- Work order A -
Answer these questions using the forum thread on the Audi R15 plus livery.
(i) According to the first post, what two shades of black appear in the livery?
(ii) At what location does chernaudi ask whether the rest of the photos were taken?
(iii) What is the reply to that question?
- Work order B -
In the forum thread on the Audi R15 plus livery, list in order every date printed beside a poster's name, keeping any repeats.
- Work order C -
Duplicate a passage from the forum thread on the Audi R15 plus livery, everything from "Audi issued a" down to "during the test?".

- Text -

# 2010 Aud R15 plus Le Mans "Pleasure in Efficiency" Race Livery Revealed



## [email protected] (Apr 9, 2004)

Audi issued a press release about the new livery today. We posted it below. Pretty wild for an Audi works car. Interesting how they used two shades of red, two shades of black (matte and exposed carbon fiber). 
* Full Story *


----------



## chernaudi (Oct 6, 2006)

*Re: 2010 Aud R15 plus Le Mans "Pleasure in Efficiency" Race Livery Revealed ([email protected])*

I know that the first photo was a studio shot(possibly), but were the rest of the photos taken at Monza during the test?


----------



## [email protected] (Apr 9, 2004)

*Re: 2010 Aud R15 plus Le Mans "Pleasure in Efficiency" Race Livery Revealed (chernaudi)*

Unknown. Will ask when I get the chance.


----------



## chernaudi (Oct 6, 2006)

Referring expression data based on photos
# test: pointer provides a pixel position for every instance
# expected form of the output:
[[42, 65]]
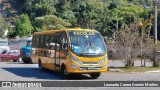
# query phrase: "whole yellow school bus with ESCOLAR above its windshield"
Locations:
[[70, 51]]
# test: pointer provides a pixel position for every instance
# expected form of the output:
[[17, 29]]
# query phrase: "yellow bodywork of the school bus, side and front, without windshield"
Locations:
[[51, 58]]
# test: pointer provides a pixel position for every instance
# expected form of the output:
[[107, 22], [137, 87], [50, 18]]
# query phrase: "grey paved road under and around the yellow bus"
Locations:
[[16, 71]]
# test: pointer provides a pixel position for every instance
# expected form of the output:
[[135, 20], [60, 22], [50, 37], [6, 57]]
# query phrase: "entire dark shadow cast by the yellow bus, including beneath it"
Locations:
[[36, 73]]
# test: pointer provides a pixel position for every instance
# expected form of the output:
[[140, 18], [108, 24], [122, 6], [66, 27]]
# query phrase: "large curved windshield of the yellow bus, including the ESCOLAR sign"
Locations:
[[86, 43]]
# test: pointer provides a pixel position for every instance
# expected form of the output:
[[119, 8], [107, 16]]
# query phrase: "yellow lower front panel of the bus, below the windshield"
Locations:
[[87, 63]]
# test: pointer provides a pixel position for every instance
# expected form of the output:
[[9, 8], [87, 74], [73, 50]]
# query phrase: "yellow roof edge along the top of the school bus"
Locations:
[[60, 30]]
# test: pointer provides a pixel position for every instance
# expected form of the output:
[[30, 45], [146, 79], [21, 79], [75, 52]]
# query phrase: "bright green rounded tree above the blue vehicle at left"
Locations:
[[23, 26]]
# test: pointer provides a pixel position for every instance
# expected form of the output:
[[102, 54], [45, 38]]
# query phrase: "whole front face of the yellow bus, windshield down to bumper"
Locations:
[[88, 53]]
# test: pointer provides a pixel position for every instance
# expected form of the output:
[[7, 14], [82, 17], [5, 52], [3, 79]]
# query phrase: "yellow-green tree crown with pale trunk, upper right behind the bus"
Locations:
[[121, 16]]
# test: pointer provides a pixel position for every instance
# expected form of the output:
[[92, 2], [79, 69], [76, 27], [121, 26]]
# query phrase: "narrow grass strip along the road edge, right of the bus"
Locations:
[[137, 69]]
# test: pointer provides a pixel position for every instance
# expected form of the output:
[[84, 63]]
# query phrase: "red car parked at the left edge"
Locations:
[[10, 55]]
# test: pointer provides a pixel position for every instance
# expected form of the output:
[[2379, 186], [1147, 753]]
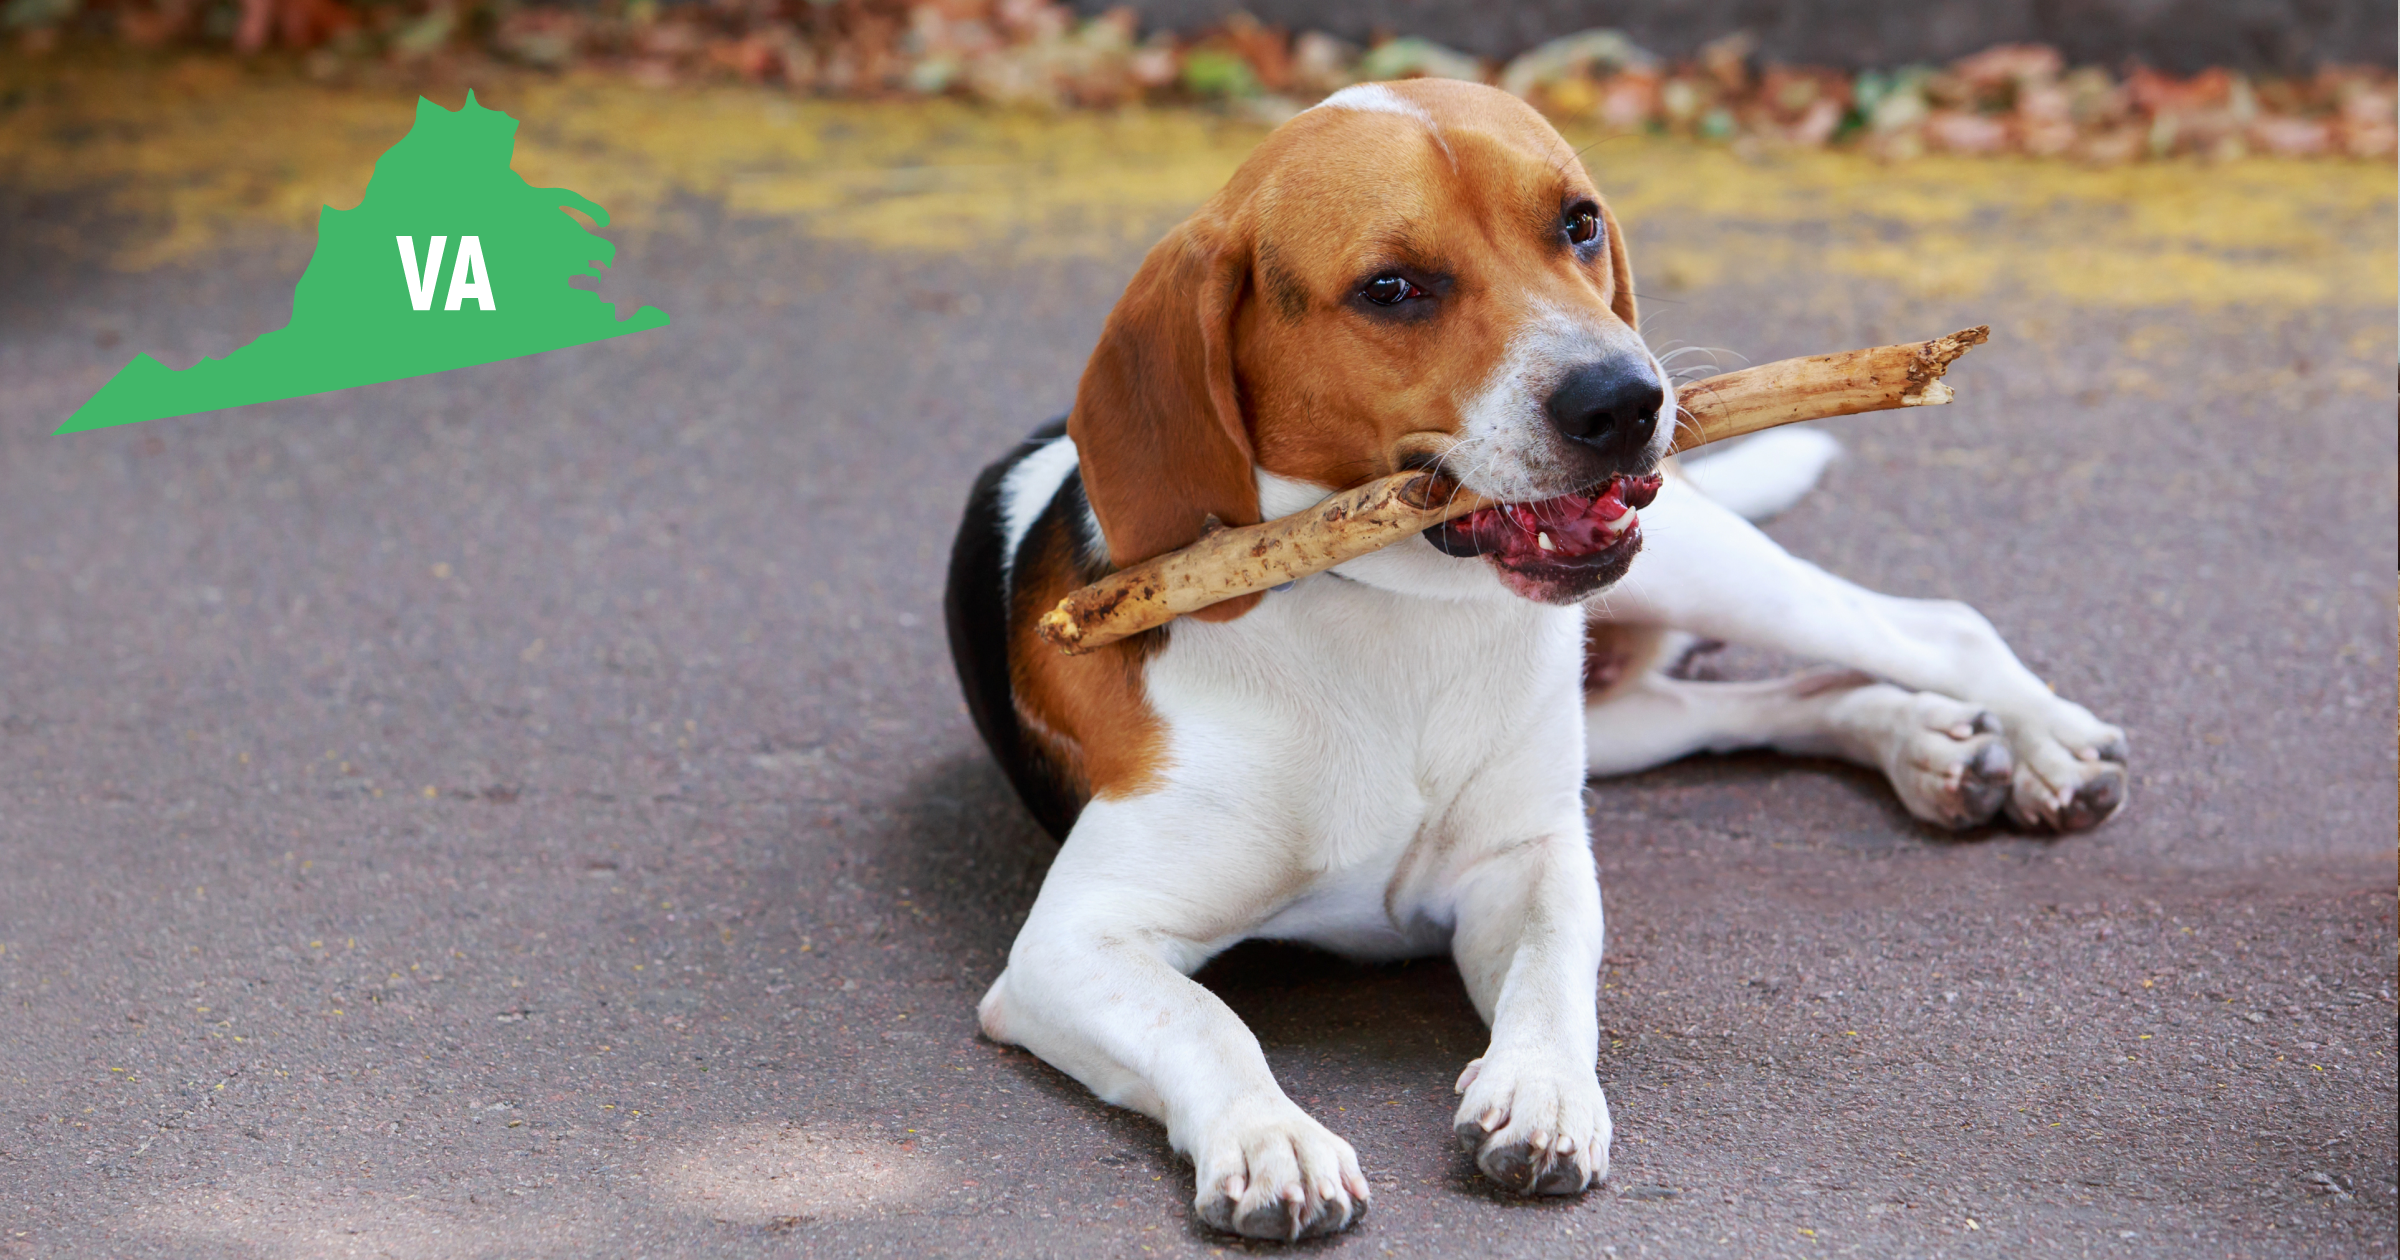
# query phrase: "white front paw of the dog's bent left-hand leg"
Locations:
[[1271, 1172]]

- Answer box A -
(i) Matte black and exposed carbon fiber.
(ii) Monza, during the test.
(iii) "Unknown. Will ask when I get the chance."

- Answer box B -
Apr 9, 2004
Oct 6, 2006
Apr 9, 2004
Oct 6, 2006

- Answer box C -
Audi issued a press release about the new livery today. We posted it below. Pretty wild for an Audi works car. Interesting how they used two shades of red, two shades of black (matte and exposed carbon fiber). 
* Full Story *


----------



## chernaudi (Oct 6, 2006)

*Re: 2010 Aud R15 plus Le Mans "Pleasure in Efficiency" Race Livery Revealed ([email protected])*

I know that the first photo was a studio shot(possibly), but were the rest of the photos taken at Monza during the test?